◆ Exercise details:
Reproduce the lines below word for word, beginning with the line that contains "Point to the light" and stopping after the line that contains "(1290, 651)".

◆ Provided data:
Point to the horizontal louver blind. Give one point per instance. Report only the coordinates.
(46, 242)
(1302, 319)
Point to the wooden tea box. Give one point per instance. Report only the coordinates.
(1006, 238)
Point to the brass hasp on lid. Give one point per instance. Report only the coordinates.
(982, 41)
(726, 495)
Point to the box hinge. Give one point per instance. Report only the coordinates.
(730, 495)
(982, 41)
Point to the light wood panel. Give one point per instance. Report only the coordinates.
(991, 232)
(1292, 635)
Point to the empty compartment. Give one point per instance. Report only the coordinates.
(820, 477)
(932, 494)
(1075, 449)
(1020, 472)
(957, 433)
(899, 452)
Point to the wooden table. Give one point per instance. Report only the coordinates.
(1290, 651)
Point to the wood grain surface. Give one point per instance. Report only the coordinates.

◆ Written reply:
Point to the light wood panel. Give one point per instance. Report only the coordinates.
(991, 232)
(1292, 635)
Point to the empty compartment. Give one point per instance. Report only the coordinates.
(820, 477)
(932, 494)
(1075, 449)
(1020, 472)
(957, 433)
(899, 452)
Point to the wooden table. Give one point per instance. Report only the coordinates.
(1290, 651)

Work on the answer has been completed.